*Provided passage*.
I might buy a bag of 10kg black sand, and spread that over the micro gravel where there's no plants (exposed micro gravel)... thanks for the reply.


----------



## three-fingers (16 Nov 2013)

Bristlenose plecs and other sucker catfish don't mind (they feed off hard surfaces), however _Corydoras_ wouldn't be ideal.  As above you would need to keep a very close eye on their barbels! To enable them to feed naturally by digging in the substrate you would need some area of sand really.

 Personally I kept corys on smooth gravel in my early days in the hobby, but vowed never to do so again after seeing them behave so differently on sand substrates, especially during feeding time!


----------



## Geraint (16 Nov 2013)

thats dissapointing. . I was clinging to the hope that because I had micro gravel, it would be fine enough for the _Corydora._ I’ve been to beaches with sand grains the same size as this gravel. I’d think its small enough to dig into, but my main concern was the texture. It’s not as smooth as I’d like and I’m not sure how it’d effect them.

I have read on another post that some1 had kept corydora on unipac’s micro gravel without any issue. I haven’t given up all hope. As I mentioned in the above post. I might dig out all the gravel that’s not been planted on and replace with black sand, or cover the existing gravel with about 1cm of sand. It'd only cost another £10..


----------



## sa80mark (16 Nov 2013)

Imo I wouldnt worry about it, all 3 of the dwarf cory species are much more mid water fish than other corys, yes they do feed off the bottom but ireally wouldn't worry to much,  topping the gravel with the sand will work in the short term but it will soon start migrating under the gravel


----------



## Geraint (16 Nov 2013)

Hi sa80mark. 

i thought over time, the larger gravel pieces migrate to the bottom (because they're a little heavier) while the finer pieces rise to the top? i'm probably wrong. just something i read.


----------



## sa80mark (16 Nov 2013)

Generally the smaller pieces end up at the bottom


----------



## tim (16 Nov 2013)

IMHO water quality and a clean substrate in a planted tank plus good numbers will keep your Corries happy, I've kept them on various substrates with no issue. Obviously try and make sure the substrate is rounded not sharp. As mark stated Pygmy Corries spend a lot of time mid water though they do rummage for food. Softer water is beneficial for them to breed and thrive.

*Problems and tasks*.
[A] Please list every distinct username that appears in a post header of the forum thread about substrate for corydoras.
[B] Print the part of the substrate thread from "thats dissapointing. ." to "cost another £10..".
The rows that come next are drawn from a separate source.

*Some rows*.
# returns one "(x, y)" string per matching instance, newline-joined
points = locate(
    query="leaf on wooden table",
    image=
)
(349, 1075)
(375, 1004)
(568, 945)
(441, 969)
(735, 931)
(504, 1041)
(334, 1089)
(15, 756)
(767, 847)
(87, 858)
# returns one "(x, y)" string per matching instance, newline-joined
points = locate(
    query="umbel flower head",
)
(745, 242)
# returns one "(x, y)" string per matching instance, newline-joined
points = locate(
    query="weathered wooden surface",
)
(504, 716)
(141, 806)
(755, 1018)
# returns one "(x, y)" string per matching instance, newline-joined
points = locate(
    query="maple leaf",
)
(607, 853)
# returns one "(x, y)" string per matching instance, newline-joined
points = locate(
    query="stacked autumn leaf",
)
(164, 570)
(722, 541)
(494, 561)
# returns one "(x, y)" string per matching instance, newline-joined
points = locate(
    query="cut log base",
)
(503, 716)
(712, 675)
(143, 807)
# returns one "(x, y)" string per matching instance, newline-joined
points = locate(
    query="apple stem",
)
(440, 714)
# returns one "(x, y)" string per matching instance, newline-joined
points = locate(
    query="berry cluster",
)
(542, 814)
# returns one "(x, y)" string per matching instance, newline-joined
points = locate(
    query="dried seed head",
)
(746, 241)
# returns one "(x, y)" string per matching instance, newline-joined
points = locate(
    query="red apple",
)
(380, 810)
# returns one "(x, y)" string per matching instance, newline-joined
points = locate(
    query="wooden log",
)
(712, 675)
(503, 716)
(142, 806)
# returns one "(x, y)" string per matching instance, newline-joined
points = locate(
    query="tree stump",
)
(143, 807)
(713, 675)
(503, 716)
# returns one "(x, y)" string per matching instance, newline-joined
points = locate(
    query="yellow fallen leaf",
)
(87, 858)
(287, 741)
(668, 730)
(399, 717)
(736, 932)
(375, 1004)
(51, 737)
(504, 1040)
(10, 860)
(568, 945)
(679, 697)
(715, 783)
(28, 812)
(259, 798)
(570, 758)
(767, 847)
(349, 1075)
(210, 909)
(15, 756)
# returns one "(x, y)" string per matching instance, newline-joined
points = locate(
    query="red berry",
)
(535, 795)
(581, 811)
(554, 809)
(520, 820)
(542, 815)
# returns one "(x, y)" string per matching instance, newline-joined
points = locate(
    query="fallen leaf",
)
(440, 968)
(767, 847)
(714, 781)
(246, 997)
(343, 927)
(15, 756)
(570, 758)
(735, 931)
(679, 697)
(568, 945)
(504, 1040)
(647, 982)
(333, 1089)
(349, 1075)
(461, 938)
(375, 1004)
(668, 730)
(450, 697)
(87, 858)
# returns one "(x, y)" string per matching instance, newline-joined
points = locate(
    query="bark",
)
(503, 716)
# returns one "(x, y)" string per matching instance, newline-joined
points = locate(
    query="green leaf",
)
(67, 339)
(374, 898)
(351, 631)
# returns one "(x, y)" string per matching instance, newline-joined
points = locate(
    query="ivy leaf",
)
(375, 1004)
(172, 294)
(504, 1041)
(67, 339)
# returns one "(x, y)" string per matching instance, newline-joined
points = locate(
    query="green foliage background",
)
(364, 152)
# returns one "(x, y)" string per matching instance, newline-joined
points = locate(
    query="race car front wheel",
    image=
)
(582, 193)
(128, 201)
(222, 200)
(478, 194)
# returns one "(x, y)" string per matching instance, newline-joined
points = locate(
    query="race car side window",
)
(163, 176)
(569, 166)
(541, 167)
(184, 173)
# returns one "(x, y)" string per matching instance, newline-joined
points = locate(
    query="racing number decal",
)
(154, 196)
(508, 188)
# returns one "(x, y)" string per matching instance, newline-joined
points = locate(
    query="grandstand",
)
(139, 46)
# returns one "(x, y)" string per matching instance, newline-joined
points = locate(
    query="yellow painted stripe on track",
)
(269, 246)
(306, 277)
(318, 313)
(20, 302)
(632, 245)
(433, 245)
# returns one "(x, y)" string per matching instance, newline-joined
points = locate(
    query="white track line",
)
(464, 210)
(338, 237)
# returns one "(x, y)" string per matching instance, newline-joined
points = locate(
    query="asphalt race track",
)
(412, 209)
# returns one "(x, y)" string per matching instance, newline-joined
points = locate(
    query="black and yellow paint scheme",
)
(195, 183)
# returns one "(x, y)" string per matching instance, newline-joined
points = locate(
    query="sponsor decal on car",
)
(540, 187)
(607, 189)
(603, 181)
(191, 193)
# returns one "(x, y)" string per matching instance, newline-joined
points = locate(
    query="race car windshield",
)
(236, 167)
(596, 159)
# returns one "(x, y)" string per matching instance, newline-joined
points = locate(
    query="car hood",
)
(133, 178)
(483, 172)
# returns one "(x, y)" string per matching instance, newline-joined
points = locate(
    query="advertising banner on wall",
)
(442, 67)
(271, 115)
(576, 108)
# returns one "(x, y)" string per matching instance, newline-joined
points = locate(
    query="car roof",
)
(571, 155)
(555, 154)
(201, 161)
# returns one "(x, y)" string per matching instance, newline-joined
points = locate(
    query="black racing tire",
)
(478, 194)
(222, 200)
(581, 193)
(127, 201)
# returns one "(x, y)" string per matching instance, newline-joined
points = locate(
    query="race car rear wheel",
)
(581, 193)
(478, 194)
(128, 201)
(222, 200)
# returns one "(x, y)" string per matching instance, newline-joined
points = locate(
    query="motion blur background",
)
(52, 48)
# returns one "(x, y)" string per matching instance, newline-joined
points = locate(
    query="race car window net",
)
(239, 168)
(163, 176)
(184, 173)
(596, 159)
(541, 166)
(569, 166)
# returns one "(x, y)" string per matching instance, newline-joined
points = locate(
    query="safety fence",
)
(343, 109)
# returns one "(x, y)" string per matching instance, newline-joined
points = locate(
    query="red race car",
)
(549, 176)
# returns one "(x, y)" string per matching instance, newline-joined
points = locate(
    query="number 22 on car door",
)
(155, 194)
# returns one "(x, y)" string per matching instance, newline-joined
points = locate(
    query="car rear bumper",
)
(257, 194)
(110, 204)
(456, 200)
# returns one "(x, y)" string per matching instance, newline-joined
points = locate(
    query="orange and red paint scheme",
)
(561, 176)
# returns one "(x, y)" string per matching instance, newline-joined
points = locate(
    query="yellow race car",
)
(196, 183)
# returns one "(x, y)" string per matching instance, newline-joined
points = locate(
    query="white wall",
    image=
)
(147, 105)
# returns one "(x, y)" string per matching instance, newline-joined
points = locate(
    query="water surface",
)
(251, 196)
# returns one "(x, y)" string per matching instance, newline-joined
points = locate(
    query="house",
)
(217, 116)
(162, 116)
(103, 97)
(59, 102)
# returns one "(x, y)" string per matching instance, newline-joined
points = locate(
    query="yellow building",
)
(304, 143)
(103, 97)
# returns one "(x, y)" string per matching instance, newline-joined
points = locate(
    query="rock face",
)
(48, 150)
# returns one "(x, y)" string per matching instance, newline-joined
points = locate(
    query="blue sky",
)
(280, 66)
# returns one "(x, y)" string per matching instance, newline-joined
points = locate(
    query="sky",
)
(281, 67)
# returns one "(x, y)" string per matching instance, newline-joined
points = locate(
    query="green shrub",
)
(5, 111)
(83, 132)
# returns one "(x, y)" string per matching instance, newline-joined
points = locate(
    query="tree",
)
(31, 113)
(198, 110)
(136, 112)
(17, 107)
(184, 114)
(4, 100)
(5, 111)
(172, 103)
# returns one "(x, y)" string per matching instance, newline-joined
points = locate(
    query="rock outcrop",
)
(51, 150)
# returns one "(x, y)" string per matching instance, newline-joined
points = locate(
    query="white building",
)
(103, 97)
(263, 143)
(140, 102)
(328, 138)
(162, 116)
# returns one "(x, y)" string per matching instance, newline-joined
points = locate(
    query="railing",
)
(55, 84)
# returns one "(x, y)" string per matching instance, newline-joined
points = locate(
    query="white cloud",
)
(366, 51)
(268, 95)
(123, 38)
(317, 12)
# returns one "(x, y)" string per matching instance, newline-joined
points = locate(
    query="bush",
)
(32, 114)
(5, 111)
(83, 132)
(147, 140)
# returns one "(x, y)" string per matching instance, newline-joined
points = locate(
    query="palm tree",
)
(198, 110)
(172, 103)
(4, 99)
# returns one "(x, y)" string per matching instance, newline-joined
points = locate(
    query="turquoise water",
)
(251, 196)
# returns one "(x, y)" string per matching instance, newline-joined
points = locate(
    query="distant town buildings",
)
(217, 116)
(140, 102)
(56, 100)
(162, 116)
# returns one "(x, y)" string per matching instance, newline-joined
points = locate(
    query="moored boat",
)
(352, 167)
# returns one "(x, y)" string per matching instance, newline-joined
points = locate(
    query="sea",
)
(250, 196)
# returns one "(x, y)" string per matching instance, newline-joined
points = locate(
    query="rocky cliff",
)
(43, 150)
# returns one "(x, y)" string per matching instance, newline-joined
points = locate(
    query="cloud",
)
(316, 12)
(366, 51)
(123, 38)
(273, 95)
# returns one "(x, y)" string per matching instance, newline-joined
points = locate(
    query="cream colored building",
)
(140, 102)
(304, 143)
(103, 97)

*Answers*.
[A] three-fingers, Geraint, sa80mark, tim

[B]
thats dissapointing. . I was clinging to the hope that because I had micro gravel, it would be fine enough for the _Corydora._ I’ve been to beaches with sand grains the same size as this gravel. I’d think its small enough to dig into, but my main concern was the texture. It’s not as smooth as I’d like and I’m not sure how it’d effect them.

I have read on another post that some1 had kept corydora on unipac’s micro gravel without any issue. I haven’t given up all hope. As I mentioned in the above post. I might dig out all the gravel that’s not been planted on and replace with black sand, or cover the existing gravel with about 1cm of sand. It'd only cost another £10..